> [CHALLENGE] The entries are to be returned exactly, with images left out.

================

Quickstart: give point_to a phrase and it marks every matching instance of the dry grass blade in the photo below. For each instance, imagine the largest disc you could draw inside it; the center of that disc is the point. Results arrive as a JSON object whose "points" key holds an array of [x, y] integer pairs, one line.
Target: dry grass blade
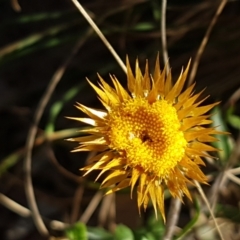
{"points": [[91, 207], [199, 188], [172, 218], [204, 41], [163, 34], [100, 34], [32, 135]]}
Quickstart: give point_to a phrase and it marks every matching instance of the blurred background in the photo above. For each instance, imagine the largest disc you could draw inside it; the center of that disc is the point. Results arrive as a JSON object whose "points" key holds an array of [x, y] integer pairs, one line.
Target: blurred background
{"points": [[37, 38]]}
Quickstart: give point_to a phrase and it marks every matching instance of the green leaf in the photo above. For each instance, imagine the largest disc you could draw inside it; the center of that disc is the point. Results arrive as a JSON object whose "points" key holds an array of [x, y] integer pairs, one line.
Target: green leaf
{"points": [[77, 232], [233, 119], [122, 232], [99, 234]]}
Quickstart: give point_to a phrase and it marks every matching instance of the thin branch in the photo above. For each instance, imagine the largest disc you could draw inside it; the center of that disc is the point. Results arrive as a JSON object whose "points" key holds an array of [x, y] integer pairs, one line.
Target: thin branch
{"points": [[76, 204], [163, 34], [27, 165], [100, 34], [91, 207], [204, 41], [199, 188], [172, 218], [25, 212]]}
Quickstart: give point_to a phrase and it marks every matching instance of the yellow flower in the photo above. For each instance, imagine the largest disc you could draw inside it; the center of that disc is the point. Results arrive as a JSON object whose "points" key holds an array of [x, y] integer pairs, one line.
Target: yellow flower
{"points": [[152, 138]]}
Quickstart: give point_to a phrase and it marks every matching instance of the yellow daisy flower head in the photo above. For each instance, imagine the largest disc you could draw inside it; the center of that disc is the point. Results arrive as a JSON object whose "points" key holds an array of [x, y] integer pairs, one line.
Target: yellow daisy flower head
{"points": [[152, 137]]}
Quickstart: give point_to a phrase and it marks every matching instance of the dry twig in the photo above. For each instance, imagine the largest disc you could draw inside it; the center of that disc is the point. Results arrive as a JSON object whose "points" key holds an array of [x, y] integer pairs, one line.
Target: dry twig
{"points": [[204, 42]]}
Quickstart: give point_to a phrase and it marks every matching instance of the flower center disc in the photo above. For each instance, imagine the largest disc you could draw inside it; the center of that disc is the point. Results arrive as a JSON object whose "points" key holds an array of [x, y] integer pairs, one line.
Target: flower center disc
{"points": [[147, 135]]}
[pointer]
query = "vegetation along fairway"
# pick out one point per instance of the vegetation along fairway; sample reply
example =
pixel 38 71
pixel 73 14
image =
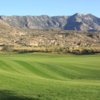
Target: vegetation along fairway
pixel 41 76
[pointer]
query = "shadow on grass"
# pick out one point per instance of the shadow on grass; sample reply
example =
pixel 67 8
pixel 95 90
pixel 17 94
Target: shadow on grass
pixel 10 95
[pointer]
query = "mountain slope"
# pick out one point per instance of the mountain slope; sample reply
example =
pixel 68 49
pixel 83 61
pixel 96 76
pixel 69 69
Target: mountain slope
pixel 80 22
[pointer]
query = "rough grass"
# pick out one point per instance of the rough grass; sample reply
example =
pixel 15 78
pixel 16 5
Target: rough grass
pixel 49 77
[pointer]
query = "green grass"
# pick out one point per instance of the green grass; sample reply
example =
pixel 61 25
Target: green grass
pixel 49 77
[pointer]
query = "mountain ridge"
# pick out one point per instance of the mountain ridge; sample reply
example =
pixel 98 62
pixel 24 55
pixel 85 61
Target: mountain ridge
pixel 79 22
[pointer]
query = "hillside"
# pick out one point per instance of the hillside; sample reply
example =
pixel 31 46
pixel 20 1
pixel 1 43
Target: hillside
pixel 17 39
pixel 80 22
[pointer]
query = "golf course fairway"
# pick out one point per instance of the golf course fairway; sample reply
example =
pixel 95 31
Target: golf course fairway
pixel 43 76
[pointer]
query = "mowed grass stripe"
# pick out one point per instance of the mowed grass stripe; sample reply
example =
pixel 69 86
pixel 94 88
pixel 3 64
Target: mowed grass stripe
pixel 50 76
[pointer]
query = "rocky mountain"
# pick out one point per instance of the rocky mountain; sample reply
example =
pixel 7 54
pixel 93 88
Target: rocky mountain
pixel 80 22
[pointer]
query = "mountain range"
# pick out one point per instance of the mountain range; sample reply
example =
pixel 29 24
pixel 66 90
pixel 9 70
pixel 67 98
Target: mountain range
pixel 79 22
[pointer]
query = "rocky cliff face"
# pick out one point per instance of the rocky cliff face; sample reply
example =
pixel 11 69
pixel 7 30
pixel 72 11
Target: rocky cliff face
pixel 77 21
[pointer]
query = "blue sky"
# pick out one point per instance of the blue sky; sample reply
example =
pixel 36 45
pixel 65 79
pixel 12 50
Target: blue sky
pixel 49 7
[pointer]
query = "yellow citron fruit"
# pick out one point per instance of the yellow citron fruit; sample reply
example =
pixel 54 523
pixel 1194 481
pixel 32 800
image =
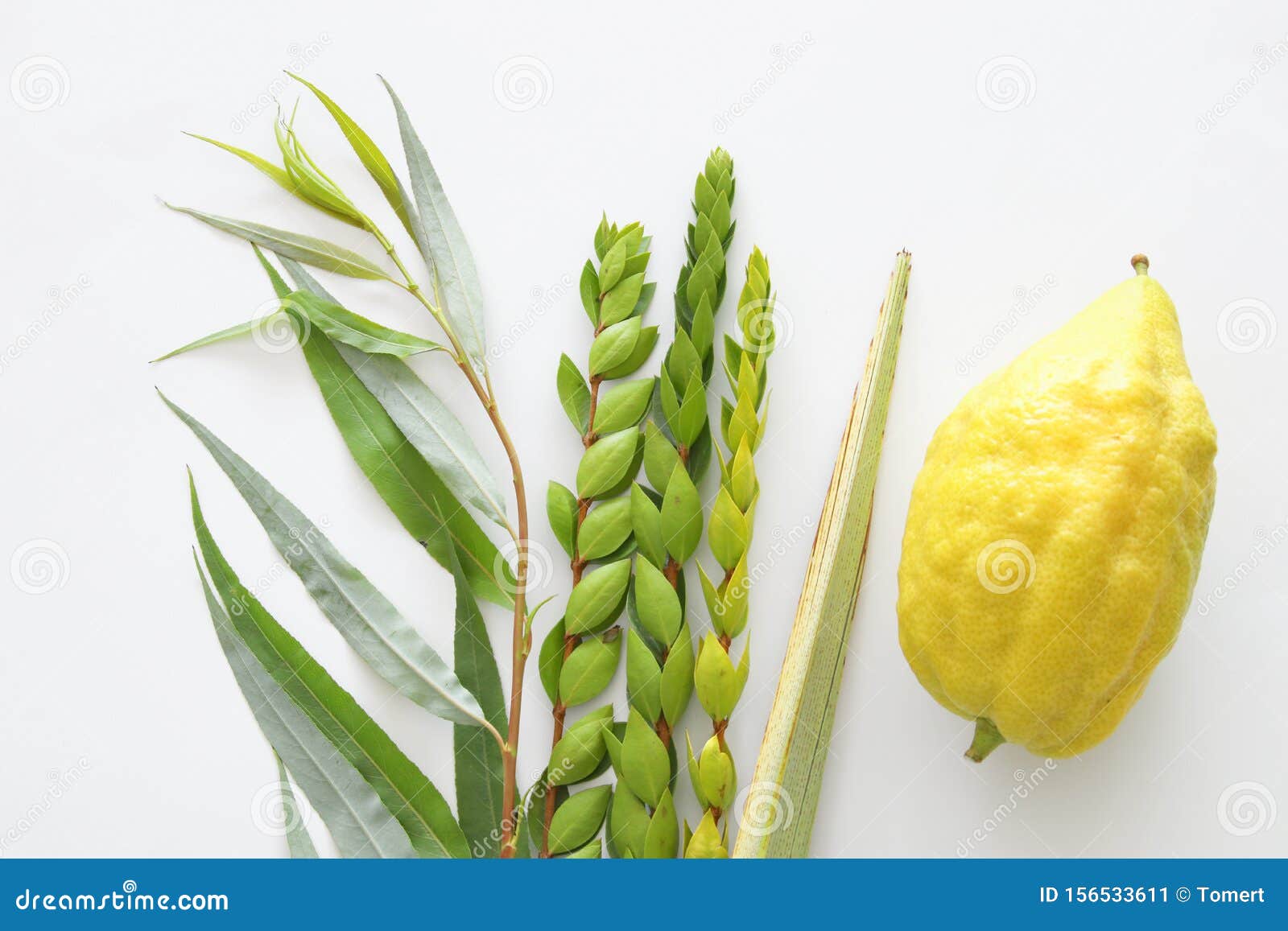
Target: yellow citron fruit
pixel 1056 527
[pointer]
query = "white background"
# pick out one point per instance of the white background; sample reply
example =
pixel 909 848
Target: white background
pixel 1109 130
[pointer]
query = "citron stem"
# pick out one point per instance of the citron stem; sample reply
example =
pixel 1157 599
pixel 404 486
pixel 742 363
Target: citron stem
pixel 987 739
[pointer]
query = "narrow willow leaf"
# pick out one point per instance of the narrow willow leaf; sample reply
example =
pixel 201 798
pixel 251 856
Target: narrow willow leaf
pixel 357 332
pixel 442 242
pixel 298 840
pixel 370 154
pixel 480 768
pixel 229 334
pixel 433 429
pixel 366 618
pixel 800 721
pixel 402 787
pixel 409 484
pixel 307 249
pixel 358 822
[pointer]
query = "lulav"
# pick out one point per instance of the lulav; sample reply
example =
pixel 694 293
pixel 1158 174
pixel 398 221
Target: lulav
pixel 592 525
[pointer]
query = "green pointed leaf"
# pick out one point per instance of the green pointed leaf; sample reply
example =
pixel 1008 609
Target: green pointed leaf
pixel 317 253
pixel 551 661
pixel 579 819
pixel 370 154
pixel 598 598
pixel 656 603
pixel 442 242
pixel 590 667
pixel 605 528
pixel 562 514
pixel 298 840
pixel 624 406
pixel 399 785
pixel 643 678
pixel 682 515
pixel 365 617
pixel 573 393
pixel 433 429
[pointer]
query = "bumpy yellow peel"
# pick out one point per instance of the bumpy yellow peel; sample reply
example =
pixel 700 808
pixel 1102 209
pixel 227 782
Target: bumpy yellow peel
pixel 1056 527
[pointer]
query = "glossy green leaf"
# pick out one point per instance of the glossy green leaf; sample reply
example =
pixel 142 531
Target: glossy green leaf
pixel 624 406
pixel 615 345
pixel 562 514
pixel 366 618
pixel 682 515
pixel 638 356
pixel 605 528
pixel 605 463
pixel 551 661
pixel 656 603
pixel 579 819
pixel 307 249
pixel 597 600
pixel 589 669
pixel 442 241
pixel 643 678
pixel 573 393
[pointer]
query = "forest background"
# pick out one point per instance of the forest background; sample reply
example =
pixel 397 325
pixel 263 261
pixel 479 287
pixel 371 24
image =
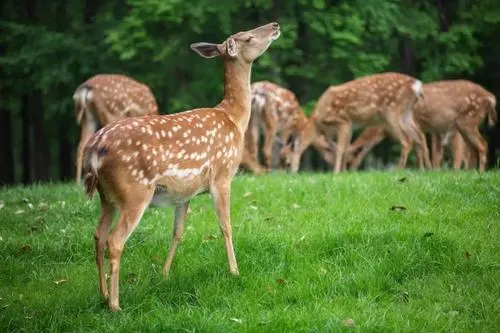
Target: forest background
pixel 48 48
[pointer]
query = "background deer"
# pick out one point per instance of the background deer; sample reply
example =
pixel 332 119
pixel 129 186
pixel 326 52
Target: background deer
pixel 105 98
pixel 277 110
pixel 450 109
pixel 381 99
pixel 172 158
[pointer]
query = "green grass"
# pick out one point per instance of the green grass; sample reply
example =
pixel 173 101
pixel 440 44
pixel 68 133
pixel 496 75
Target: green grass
pixel 313 250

================

> [SOLUTION]
Quickstart: give point_to a phrase and it marks every matching instance of the dry grass blade in the photo below. For each instance, imagine the largest disc you could draw inside it; the center of that disc is the point. Results arrive as a JSON object whose "points" key holds an array of [x, y] integer pairs, one line.
Target: dry grass blade
{"points": [[91, 207], [199, 188], [172, 218], [204, 41], [163, 34], [100, 34], [32, 135]]}
Quickstart: give point_to a phrase and it marks every matching instance of the blurred background in the photo above. For each instance, imagine the largest disc you could draw inside it; the center of that disc is the point. Results arrive as a JSON object whose "points" key holds an array of [x, y] integer pairs, one line.
Target: blurred background
{"points": [[37, 38]]}
Quickstart: give point_to a phrase and it marks every matching instance of the green leaf in the photo above. For each instance, imagine the largest disc you could draw inside it; the center of that disc is the point. Results arrive as a JSON object whose "points" key holds an array of [x, y] integer pairs, one line.
Target: green leaf
{"points": [[77, 232], [233, 119], [122, 232], [99, 234]]}
Quickstart: give point_to a phrase and it marks every matching instance of the thin branch in the photo above. For each instance, imagine the largest disc you could draw inside it; the center of that disc is the point. Results arrive as a JSON object whose "points" key holds an array of [x, y] integer pairs, one line.
Target: thin branch
{"points": [[76, 204], [163, 34], [27, 165], [100, 34], [91, 207], [204, 41], [199, 188], [172, 218], [25, 212]]}
Quickstart: give point_to a phrase and it marks every matching instance of the yellow flower in the photo above. For each instance, imagine the largest disc you could draw inside it; the center of that disc is the point. Results arrive as a JSON object whose "points" key holds an array of [x, y] integer pairs, one line.
Target: yellow flower
{"points": [[152, 138]]}
Quickstart: give point_to a phrase and it marks every matching instance of the yellow daisy flower head in the photo above. For each instance, imagine the largest disc you could draw inside it; the center of that disc is the point. Results arrive as a JSON object whose "points" key holds an array of [x, y] integer pairs, one line.
Target: yellow daisy flower head
{"points": [[152, 137]]}
Quickstart: give point_to a phrase and it marks every matching instance of the dry twig in the photo above. For each instance, imagine the largest disc you could draw inside it; the center of that disc is the point. Results arrive as a JSON object whose "points" key holds an array of [x, y] integer pairs, one line.
Target: dry twig
{"points": [[204, 42]]}
Quickstart: give point_to a phrase and it marks every matching instance of the flower center disc in the photo above. For each instance, imagine the largest disc you could draw inside it; the center of that disc is the point. Results arrive as a JSON object whose "points" key holds an array of [x, y] integer pairs, one line.
Target: flower center disc
{"points": [[147, 135]]}
[pointer]
query = "vegetation along fairway"
# pick out one point per instance of the vegetation along fairway; sample reply
example =
pixel 38 71
pixel 73 14
image =
Target: vegetation along fairway
pixel 41 76
[pointer]
query = "shadow on grass"
# pick out one point per instance of the shadow on grass; sample reply
example =
pixel 67 8
pixel 95 90
pixel 17 94
Target: shadow on grass
pixel 10 95
[pointer]
query = "mountain slope"
# pick out one point per instance of the mountain slope; sample reply
example =
pixel 68 49
pixel 83 61
pixel 96 76
pixel 69 69
Target: mountain slope
pixel 80 22
[pointer]
query = "rough grass"
# pick out one point per instance of the rough grass; sample reply
example =
pixel 15 78
pixel 16 5
Target: rough grass
pixel 49 77
[pointer]
query = "green grass"
# pick out one point per instance of the green grass; sample reply
example =
pixel 61 25
Target: green grass
pixel 49 77
[pointer]
query = "mountain ridge"
# pick out one point per instance of the mountain ridge; sample reply
example =
pixel 98 62
pixel 24 55
pixel 85 61
Target: mountain ridge
pixel 79 22
[pointer]
query = "hillside"
# pick out one point per instance of the hillside; sample reply
example =
pixel 31 46
pixel 20 1
pixel 1 43
Target: hillside
pixel 17 39
pixel 80 22
[pointer]
query = "golf course fairway"
# pick out one point per instance of the golf course fairway; sample reply
example =
pixel 95 31
Target: golf course fairway
pixel 43 76
[pointer]
query = "mowed grass stripe"
# pick out one point per instance of the mowed grass stripe; sample reply
example =
pixel 69 86
pixel 94 88
pixel 3 64
Target: mowed grass stripe
pixel 50 76
[pointer]
query = "rocky mountain"
# pick out one point per instance of the rocky mountain; sample reply
example =
pixel 7 54
pixel 93 88
Target: rocky mountain
pixel 80 22
[pointer]
query = "mountain range"
# pick out one point per instance of the mountain range; sample reply
example =
pixel 29 24
pixel 66 90
pixel 9 70
pixel 67 98
Target: mountain range
pixel 79 22
[pointer]
query = "rocky cliff face"
# pick out one point per instance of the rocky cliff face; sample reply
example =
pixel 11 69
pixel 7 30
pixel 72 11
Target: rocky cliff face
pixel 77 21
[pointer]
query = "blue sky"
# pick out one point per instance of the blue sky; sample reply
example =
pixel 36 45
pixel 65 79
pixel 12 50
Target: blue sky
pixel 49 7
[pointer]
query = "yellow citron fruit"
# pick out one point per instance of the yellow citron fruit; sample reply
example =
pixel 54 523
pixel 1194 481
pixel 32 800
image =
Target: yellow citron fruit
pixel 1056 527
[pointer]
query = "white background"
# pick out one point per instance of the white background; sample reply
example =
pixel 909 848
Target: white background
pixel 1109 130
[pointer]
query = "citron stem"
# pick out one point per instance of the citron stem; sample reply
example =
pixel 1157 599
pixel 404 486
pixel 742 363
Target: citron stem
pixel 987 739
[pointer]
query = "narrow willow leaf"
# pick out one point per instance of the narrow willow leaf; sample reply
example =
pixel 201 798
pixel 251 856
Target: narrow willow leaf
pixel 357 332
pixel 442 242
pixel 298 840
pixel 370 154
pixel 480 768
pixel 229 334
pixel 433 429
pixel 366 618
pixel 800 721
pixel 402 787
pixel 409 484
pixel 307 249
pixel 358 822
[pointer]
query = "lulav"
# pick out one point per instance of the lulav; sample reply
example =
pixel 694 293
pixel 1158 174
pixel 398 221
Target: lulav
pixel 592 525
[pointer]
query = "green pointed leaf"
# pick out one point per instance of the green pointed leaf; sample reply
example =
pixel 1008 609
Target: green pointed leaf
pixel 317 253
pixel 551 661
pixel 579 819
pixel 370 154
pixel 598 598
pixel 656 603
pixel 442 242
pixel 590 667
pixel 605 528
pixel 562 514
pixel 298 840
pixel 624 406
pixel 399 785
pixel 643 678
pixel 682 515
pixel 365 617
pixel 573 393
pixel 433 429
[pointer]
query = "bumpy yellow peel"
# pick out one point per instance of the bumpy yellow peel; sample reply
example =
pixel 700 808
pixel 1102 209
pixel 227 782
Target: bumpy yellow peel
pixel 1056 527
[pointer]
query = "glossy green leaf"
# pick out one point per instance of the glossy green leaf; sample reply
example =
pixel 142 531
Target: glossy green leaf
pixel 624 406
pixel 615 345
pixel 562 514
pixel 366 618
pixel 682 515
pixel 638 356
pixel 605 528
pixel 605 463
pixel 551 661
pixel 656 603
pixel 579 819
pixel 307 249
pixel 597 600
pixel 589 669
pixel 442 241
pixel 643 678
pixel 573 393
[pointer]
query = "forest background"
# pick out one point per instance of the forest background; sample reply
example =
pixel 397 325
pixel 263 261
pixel 479 287
pixel 371 24
image =
Target: forest background
pixel 48 48
[pointer]
query = "background deer"
# pick out one point per instance of the background deer; sample reply
example =
pixel 332 119
pixel 129 186
pixel 326 52
Target: background deer
pixel 105 98
pixel 277 110
pixel 450 109
pixel 381 99
pixel 172 158
[pointer]
query = "green grass"
# pick out one point per instance of the green grass; sample reply
example =
pixel 173 101
pixel 440 44
pixel 68 133
pixel 496 75
Target: green grass
pixel 313 250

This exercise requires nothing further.